• Directive:
Transcribe part of the passage on the physical world map word for word, starting at the words "This means, here" and ending after "parts in it.".

• Text section:
━━━━
It is a physical world map. There you can notice some basic relations of the planet Earth.
This means, here we have the Americas, here we have Africa, Eurasia, Australia.
These are the continental blocks, this is the continental crust.
The continental crust is characterized by the fact that there are extremely old parts in it.
This means for example here in Canada or in Australia, there are rocks and parts of some massifs
that are older than 4 billion years or around 4 billion years or 500 million years old,
billion years old, ok, so the continental crust is very old.
Compared to the oceanic crust. In order to show the oceanic crust or lithosphere,
for us, it doesn't matter since the crust is max. 35 km here at our place,
the oceanic crust is a bit more thinner. If we took the lithosphere,
it would be a bit more thicker. There is a part of upper mantle.
For us, we will be self-sufficient with the term crust since we will have a look
at the continental blocks from above. So, we don't care about any stratification
and what is at the depth 100 or 200 km. What we see here,
on the physical map, are large areas of oceans, here large areas, oceans, and here, I have to say something.
━━━━
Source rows
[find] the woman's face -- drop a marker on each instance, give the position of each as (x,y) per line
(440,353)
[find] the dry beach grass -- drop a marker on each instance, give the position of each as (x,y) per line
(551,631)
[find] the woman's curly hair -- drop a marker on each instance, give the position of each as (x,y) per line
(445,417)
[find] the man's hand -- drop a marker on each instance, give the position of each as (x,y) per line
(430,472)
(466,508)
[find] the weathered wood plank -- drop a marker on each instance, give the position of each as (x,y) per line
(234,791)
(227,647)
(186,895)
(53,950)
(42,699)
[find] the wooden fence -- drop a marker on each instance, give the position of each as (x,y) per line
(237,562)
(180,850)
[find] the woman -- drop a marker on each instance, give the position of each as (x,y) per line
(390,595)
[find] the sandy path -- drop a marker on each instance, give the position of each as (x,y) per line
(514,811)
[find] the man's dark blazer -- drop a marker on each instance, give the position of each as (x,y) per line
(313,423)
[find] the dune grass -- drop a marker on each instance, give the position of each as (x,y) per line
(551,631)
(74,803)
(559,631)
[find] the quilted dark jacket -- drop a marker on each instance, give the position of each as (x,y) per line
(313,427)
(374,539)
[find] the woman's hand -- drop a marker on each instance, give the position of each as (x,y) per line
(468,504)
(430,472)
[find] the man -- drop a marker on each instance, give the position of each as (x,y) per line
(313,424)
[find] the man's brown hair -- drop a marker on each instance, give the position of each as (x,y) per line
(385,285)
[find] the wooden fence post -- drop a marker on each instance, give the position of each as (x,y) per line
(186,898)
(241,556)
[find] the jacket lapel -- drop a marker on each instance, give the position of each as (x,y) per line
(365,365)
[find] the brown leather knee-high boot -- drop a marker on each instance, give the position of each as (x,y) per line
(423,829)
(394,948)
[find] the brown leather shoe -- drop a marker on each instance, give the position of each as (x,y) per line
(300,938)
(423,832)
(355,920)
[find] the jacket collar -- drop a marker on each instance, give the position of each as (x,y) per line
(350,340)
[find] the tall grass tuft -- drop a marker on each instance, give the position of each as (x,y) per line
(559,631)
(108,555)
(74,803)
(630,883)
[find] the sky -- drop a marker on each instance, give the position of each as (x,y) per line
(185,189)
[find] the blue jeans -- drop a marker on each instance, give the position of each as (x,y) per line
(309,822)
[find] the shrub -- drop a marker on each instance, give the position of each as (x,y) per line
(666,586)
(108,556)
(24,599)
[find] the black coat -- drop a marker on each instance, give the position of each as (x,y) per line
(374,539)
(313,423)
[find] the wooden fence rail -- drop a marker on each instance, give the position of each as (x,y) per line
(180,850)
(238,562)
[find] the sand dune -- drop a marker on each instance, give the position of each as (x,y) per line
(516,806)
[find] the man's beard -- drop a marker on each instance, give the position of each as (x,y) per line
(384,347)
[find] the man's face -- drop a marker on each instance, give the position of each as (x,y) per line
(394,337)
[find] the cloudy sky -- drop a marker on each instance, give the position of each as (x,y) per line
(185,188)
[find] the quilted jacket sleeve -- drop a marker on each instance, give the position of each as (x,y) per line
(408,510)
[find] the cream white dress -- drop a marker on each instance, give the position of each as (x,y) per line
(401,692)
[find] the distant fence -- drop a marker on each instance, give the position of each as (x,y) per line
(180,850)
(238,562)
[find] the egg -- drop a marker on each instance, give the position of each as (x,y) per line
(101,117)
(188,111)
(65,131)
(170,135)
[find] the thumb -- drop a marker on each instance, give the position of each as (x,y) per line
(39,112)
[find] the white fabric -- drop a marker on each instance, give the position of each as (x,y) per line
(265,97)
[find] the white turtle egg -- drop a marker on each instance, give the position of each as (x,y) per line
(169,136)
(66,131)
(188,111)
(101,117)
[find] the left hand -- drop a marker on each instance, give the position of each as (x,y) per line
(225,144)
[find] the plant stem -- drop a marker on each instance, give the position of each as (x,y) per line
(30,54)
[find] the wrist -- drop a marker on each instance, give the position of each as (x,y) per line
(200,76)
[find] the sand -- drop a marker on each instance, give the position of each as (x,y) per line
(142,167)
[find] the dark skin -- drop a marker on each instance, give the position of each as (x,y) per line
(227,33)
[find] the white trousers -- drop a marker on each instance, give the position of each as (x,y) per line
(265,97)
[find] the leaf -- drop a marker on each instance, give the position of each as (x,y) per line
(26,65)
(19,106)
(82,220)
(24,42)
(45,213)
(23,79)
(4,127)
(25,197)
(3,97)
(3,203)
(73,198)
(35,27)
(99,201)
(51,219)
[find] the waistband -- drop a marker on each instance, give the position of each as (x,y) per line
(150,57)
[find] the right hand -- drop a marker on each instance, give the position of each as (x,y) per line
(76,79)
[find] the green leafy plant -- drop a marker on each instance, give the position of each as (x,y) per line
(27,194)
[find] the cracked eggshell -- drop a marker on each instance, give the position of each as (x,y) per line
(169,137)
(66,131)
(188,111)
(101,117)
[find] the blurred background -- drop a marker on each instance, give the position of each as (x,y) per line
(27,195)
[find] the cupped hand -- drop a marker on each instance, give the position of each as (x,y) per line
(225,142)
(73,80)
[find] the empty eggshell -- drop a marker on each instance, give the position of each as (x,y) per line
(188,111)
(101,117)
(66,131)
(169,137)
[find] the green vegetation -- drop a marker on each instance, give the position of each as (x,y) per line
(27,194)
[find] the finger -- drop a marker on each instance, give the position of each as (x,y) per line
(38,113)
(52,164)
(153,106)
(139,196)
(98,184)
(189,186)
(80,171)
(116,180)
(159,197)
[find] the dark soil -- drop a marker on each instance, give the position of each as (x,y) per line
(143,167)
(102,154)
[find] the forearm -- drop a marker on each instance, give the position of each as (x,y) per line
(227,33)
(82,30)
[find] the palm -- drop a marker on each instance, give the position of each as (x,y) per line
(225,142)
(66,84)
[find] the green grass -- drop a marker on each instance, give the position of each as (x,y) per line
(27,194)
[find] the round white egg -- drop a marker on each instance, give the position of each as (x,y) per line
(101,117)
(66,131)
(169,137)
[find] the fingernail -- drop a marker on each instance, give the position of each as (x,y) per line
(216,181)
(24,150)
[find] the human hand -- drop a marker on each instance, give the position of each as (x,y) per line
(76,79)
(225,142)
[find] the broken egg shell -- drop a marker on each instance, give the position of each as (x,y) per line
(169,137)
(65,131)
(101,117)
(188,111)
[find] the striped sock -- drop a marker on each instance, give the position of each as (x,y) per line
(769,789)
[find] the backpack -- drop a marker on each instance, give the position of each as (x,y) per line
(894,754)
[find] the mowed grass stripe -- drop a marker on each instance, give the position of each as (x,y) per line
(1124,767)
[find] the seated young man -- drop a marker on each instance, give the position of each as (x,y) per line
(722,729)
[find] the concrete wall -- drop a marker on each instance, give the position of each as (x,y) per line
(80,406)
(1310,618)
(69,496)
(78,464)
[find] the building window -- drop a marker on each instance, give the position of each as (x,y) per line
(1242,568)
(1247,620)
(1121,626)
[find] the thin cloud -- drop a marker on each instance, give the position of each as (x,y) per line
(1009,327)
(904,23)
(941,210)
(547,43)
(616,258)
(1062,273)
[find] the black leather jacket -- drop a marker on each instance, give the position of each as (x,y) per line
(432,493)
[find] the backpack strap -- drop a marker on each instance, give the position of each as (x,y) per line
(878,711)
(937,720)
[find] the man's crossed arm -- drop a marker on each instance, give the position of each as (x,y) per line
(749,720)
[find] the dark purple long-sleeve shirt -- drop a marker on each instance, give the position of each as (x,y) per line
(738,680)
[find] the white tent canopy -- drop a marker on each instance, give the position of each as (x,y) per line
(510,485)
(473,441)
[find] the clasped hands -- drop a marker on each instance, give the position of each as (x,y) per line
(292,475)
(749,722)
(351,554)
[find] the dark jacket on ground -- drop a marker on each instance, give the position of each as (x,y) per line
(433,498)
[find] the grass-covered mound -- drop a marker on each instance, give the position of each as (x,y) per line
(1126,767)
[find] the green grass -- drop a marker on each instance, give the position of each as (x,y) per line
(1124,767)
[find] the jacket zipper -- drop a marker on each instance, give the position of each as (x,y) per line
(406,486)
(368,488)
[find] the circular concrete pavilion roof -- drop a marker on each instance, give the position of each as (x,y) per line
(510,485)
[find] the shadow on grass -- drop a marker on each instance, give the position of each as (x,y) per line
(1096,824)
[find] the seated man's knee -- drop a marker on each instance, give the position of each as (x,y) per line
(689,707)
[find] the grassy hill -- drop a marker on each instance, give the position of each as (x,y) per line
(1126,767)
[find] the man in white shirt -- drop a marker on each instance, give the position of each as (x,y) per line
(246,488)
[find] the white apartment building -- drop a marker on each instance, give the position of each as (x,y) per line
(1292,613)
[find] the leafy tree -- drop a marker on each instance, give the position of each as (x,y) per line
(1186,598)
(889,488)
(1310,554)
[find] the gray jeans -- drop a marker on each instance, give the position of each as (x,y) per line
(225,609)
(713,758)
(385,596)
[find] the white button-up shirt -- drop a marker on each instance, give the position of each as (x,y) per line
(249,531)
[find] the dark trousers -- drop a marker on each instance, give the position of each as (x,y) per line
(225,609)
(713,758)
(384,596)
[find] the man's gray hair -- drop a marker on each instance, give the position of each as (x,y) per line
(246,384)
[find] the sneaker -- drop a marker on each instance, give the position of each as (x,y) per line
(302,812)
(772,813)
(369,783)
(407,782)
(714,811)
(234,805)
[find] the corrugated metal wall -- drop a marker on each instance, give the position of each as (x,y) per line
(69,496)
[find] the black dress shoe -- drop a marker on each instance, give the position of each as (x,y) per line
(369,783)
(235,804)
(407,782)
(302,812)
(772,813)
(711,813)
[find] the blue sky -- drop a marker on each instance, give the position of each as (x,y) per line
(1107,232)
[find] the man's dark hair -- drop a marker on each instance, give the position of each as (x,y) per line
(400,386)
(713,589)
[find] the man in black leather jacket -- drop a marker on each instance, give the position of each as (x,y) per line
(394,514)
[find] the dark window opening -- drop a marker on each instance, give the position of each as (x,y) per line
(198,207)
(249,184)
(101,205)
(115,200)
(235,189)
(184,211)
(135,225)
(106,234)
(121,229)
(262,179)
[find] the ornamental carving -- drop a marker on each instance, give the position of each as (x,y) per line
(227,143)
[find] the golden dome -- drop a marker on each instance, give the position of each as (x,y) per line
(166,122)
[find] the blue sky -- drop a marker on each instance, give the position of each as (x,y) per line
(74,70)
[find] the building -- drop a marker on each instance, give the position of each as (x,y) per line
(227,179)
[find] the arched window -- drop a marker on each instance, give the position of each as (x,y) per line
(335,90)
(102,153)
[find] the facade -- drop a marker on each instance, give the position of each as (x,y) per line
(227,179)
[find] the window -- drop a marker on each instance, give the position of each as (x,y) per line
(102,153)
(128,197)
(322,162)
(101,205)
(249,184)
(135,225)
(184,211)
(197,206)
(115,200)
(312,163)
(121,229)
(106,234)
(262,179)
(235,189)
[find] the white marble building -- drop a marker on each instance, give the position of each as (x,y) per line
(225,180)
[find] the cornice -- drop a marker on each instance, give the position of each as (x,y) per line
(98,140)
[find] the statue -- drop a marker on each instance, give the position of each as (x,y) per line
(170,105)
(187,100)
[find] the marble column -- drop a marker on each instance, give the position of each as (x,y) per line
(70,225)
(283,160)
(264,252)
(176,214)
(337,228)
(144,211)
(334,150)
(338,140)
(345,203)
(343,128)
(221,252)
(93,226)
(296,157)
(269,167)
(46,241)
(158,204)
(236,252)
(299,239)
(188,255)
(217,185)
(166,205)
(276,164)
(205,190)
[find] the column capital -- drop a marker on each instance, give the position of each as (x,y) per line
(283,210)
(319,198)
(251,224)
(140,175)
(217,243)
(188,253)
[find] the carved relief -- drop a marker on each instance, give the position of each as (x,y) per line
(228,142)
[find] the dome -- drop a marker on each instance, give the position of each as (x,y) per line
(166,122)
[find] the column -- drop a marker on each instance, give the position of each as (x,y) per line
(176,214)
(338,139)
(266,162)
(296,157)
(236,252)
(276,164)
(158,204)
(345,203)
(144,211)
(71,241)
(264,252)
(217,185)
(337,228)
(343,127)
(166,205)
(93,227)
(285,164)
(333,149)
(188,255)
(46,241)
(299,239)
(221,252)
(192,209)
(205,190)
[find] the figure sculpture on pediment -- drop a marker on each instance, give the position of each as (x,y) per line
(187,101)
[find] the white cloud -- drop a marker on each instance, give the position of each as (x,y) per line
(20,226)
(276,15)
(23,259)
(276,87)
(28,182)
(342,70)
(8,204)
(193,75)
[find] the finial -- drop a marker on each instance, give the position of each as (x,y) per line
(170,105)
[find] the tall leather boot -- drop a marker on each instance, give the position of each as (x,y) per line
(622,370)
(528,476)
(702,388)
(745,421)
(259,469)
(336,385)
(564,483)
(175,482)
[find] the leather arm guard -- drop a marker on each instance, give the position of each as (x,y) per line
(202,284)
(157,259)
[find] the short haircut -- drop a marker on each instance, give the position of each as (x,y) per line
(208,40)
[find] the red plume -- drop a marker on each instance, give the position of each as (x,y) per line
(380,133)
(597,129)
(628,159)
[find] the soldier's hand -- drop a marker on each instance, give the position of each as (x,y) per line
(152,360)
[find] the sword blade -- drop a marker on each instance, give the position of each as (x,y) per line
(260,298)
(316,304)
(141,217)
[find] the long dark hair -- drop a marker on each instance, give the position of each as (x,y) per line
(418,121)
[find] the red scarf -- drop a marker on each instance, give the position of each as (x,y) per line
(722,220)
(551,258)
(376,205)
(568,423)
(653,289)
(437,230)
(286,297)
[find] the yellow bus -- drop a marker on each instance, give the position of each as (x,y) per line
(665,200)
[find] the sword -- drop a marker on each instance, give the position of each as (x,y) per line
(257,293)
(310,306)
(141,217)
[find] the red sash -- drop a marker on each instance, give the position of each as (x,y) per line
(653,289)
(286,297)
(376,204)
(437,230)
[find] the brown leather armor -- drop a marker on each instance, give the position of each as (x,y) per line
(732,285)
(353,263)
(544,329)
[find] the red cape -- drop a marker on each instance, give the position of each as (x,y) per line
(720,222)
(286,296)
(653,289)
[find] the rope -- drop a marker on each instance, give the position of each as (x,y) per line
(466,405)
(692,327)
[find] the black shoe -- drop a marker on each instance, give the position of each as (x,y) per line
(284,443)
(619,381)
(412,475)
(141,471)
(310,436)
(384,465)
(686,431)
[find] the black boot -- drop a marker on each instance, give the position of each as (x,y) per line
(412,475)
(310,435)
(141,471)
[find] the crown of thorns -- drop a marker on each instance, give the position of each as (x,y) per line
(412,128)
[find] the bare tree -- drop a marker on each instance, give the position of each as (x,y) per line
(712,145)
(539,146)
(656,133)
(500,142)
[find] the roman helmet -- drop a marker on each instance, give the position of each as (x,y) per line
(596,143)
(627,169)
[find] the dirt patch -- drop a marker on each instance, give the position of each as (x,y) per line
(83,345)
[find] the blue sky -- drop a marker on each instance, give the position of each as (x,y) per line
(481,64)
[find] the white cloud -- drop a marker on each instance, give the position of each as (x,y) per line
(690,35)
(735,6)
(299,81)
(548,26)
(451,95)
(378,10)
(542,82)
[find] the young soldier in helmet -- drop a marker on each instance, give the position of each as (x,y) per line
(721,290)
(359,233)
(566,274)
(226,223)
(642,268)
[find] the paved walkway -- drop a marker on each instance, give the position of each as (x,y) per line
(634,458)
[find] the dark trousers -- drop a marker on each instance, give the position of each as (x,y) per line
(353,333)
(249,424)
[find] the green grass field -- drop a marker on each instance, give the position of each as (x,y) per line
━━━━
• Exercise output:
This means, here we have the Americas, here we have Africa, Eurasia, Australia.
These are the continental blocks, this is the continental crust.
The continental crust is characterized by the fact that there are extremely old parts in it.